TÂCHES À RÉALISER:
- a) Reproduisez à l'identique le passage du texte sur le mot « Banause » qui va de « L’intervention musclée d’un » à « certain snobisme culturel. ».
- b) Relevez, dans le texte sur le mot « Banause », tous les mots français présentés comme sens de « Banause » ou du grec banausos.

TEXTE À LIRE:
§
L’intervention musclée d’un parlementaire francophone attire notre attention sur un terme allemand méconnu, ‘der Banause’, reflet d’un certain snobisme culturel.
Drôle d’histoire : un parlementaire suisse de langue française exprime son agacement face à ses collègues germanophones de l’Assemblée fédérale qui ne prennent pas la peine de l’écouter lorsqu’il parle français. La presse germanophone réagit en évoquant un règlement de comptes : il s’agirait d’une attaque contre les Suisses-Allemands, que l’on prendrait pour des ‘Französisch-Banausen’. Vous avez compris ? Moi non plus.
Première tentative de décryptage : un ‘Banause’ serait un ignare, et les germanophones qui n’écoutent pas ce parlementaire francophone seraient des ‘ignares du français’. N’entrons pas dans la querelle entre les groupes linguistiques de ce pays si paisible, mais prenons plutôt le temps de nous interroger sur ce mot bizarre, ‘Banause’.
La langue allemande a emprunté le terme directement au grec ancien, où banausos signifie l’ouvrier, l’artisan. Ah ! L’ignare, le Banause, est vraisemblablement celui qui n’est même pas en mesure de comprendre ce mot exotique. Je vous traite de Banause et vous restez bouche bée car ce mot n’appartient pas à votre vocabulaire. C’est compréhensible : vous n’êtes qu’un ignare, un ouvrier, un simple artisan, vous ne savez pas le grec.
§
CONTENU DES DONNÉES:

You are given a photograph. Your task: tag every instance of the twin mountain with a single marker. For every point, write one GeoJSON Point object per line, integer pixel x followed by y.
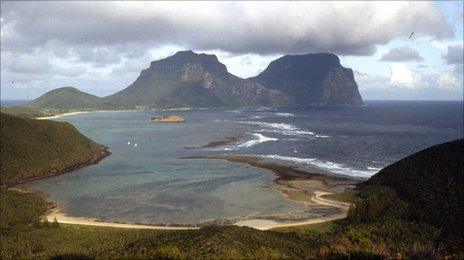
{"type": "Point", "coordinates": [188, 79]}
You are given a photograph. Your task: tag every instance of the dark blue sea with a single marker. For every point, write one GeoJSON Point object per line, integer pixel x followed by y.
{"type": "Point", "coordinates": [145, 181]}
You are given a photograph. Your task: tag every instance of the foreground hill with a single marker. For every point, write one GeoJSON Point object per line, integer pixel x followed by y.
{"type": "Point", "coordinates": [32, 149]}
{"type": "Point", "coordinates": [432, 182]}
{"type": "Point", "coordinates": [66, 99]}
{"type": "Point", "coordinates": [382, 225]}
{"type": "Point", "coordinates": [312, 79]}
{"type": "Point", "coordinates": [188, 79]}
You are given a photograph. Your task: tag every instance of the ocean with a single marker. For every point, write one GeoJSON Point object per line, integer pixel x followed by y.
{"type": "Point", "coordinates": [149, 183]}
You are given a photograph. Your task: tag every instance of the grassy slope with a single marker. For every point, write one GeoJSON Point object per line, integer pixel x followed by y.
{"type": "Point", "coordinates": [432, 182]}
{"type": "Point", "coordinates": [25, 112]}
{"type": "Point", "coordinates": [379, 226]}
{"type": "Point", "coordinates": [66, 99]}
{"type": "Point", "coordinates": [32, 148]}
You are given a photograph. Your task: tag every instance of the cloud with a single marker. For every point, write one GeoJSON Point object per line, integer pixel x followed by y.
{"type": "Point", "coordinates": [429, 78]}
{"type": "Point", "coordinates": [402, 76]}
{"type": "Point", "coordinates": [349, 28]}
{"type": "Point", "coordinates": [402, 54]}
{"type": "Point", "coordinates": [454, 54]}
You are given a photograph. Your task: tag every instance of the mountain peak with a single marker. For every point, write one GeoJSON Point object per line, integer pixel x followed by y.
{"type": "Point", "coordinates": [177, 62]}
{"type": "Point", "coordinates": [312, 79]}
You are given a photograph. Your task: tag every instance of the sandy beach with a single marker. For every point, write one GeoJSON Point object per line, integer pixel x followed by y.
{"type": "Point", "coordinates": [297, 185]}
{"type": "Point", "coordinates": [82, 112]}
{"type": "Point", "coordinates": [261, 224]}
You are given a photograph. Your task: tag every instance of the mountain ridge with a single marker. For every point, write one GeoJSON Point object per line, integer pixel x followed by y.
{"type": "Point", "coordinates": [189, 79]}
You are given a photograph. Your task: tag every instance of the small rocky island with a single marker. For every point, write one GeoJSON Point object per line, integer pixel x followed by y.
{"type": "Point", "coordinates": [167, 119]}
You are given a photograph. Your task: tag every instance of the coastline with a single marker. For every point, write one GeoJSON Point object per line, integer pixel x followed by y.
{"type": "Point", "coordinates": [84, 112]}
{"type": "Point", "coordinates": [296, 185]}
{"type": "Point", "coordinates": [257, 223]}
{"type": "Point", "coordinates": [104, 152]}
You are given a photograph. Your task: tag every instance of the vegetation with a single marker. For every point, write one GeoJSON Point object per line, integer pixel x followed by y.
{"type": "Point", "coordinates": [19, 208]}
{"type": "Point", "coordinates": [39, 148]}
{"type": "Point", "coordinates": [432, 182]}
{"type": "Point", "coordinates": [25, 112]}
{"type": "Point", "coordinates": [383, 223]}
{"type": "Point", "coordinates": [66, 99]}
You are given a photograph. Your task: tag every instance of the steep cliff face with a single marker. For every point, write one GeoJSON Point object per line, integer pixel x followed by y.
{"type": "Point", "coordinates": [187, 79]}
{"type": "Point", "coordinates": [312, 79]}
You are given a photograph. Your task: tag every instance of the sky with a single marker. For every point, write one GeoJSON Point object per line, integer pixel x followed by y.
{"type": "Point", "coordinates": [101, 47]}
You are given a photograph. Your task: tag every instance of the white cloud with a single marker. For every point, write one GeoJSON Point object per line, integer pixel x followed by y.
{"type": "Point", "coordinates": [404, 53]}
{"type": "Point", "coordinates": [237, 27]}
{"type": "Point", "coordinates": [402, 76]}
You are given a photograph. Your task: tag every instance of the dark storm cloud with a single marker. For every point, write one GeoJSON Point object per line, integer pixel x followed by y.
{"type": "Point", "coordinates": [102, 32]}
{"type": "Point", "coordinates": [401, 54]}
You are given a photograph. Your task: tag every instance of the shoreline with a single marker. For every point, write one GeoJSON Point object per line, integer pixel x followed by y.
{"type": "Point", "coordinates": [256, 223]}
{"type": "Point", "coordinates": [296, 185]}
{"type": "Point", "coordinates": [104, 152]}
{"type": "Point", "coordinates": [83, 112]}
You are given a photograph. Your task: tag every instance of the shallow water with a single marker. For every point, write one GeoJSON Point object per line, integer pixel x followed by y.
{"type": "Point", "coordinates": [149, 183]}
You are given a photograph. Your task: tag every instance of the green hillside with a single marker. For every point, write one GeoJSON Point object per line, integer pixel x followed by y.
{"type": "Point", "coordinates": [36, 148]}
{"type": "Point", "coordinates": [188, 79]}
{"type": "Point", "coordinates": [432, 182]}
{"type": "Point", "coordinates": [23, 111]}
{"type": "Point", "coordinates": [382, 225]}
{"type": "Point", "coordinates": [66, 99]}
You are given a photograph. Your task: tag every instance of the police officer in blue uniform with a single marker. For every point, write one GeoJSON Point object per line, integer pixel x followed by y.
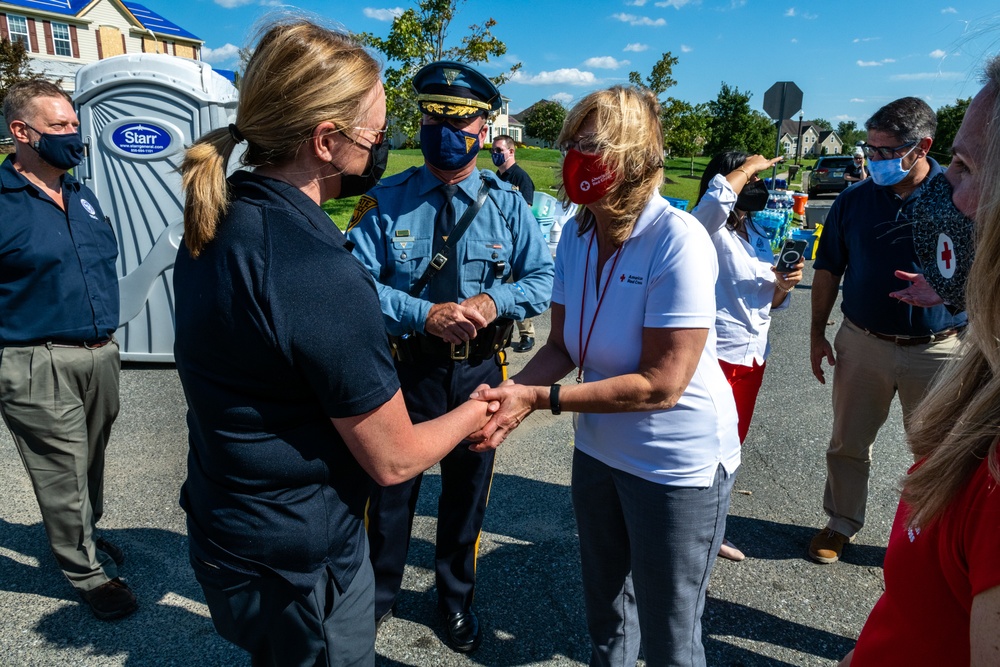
{"type": "Point", "coordinates": [60, 362]}
{"type": "Point", "coordinates": [447, 324]}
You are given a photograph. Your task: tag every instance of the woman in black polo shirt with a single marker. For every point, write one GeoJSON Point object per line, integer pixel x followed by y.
{"type": "Point", "coordinates": [293, 402]}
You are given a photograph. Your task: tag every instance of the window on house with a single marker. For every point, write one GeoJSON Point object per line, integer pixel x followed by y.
{"type": "Point", "coordinates": [17, 26]}
{"type": "Point", "coordinates": [60, 40]}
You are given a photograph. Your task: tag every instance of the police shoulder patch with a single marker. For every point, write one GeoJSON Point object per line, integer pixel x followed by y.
{"type": "Point", "coordinates": [365, 204]}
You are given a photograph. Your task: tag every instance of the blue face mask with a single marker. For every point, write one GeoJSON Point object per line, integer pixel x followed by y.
{"type": "Point", "coordinates": [448, 148]}
{"type": "Point", "coordinates": [889, 172]}
{"type": "Point", "coordinates": [62, 151]}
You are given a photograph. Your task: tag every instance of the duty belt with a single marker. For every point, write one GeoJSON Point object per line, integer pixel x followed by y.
{"type": "Point", "coordinates": [905, 341]}
{"type": "Point", "coordinates": [417, 347]}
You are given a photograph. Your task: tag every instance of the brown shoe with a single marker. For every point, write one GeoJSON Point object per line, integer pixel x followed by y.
{"type": "Point", "coordinates": [111, 600]}
{"type": "Point", "coordinates": [827, 546]}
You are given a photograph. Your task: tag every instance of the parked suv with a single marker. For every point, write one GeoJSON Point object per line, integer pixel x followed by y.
{"type": "Point", "coordinates": [828, 174]}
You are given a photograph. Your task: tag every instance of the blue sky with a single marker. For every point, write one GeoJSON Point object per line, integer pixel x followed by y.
{"type": "Point", "coordinates": [848, 57]}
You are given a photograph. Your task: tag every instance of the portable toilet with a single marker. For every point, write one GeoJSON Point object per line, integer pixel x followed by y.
{"type": "Point", "coordinates": [137, 115]}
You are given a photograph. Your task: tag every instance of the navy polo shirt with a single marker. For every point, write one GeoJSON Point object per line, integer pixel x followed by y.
{"type": "Point", "coordinates": [278, 330]}
{"type": "Point", "coordinates": [57, 268]}
{"type": "Point", "coordinates": [866, 237]}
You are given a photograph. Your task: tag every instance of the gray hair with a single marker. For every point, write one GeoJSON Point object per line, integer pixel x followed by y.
§
RÉSULTATS ATTENDUS:
- a)
L’intervention musclée d’un parlementaire francophone attire notre attention sur un terme allemand méconnu, ‘der Banause’, reflet d’un certain snobisme culturel.

- b)
ignare
ouvrier
artisan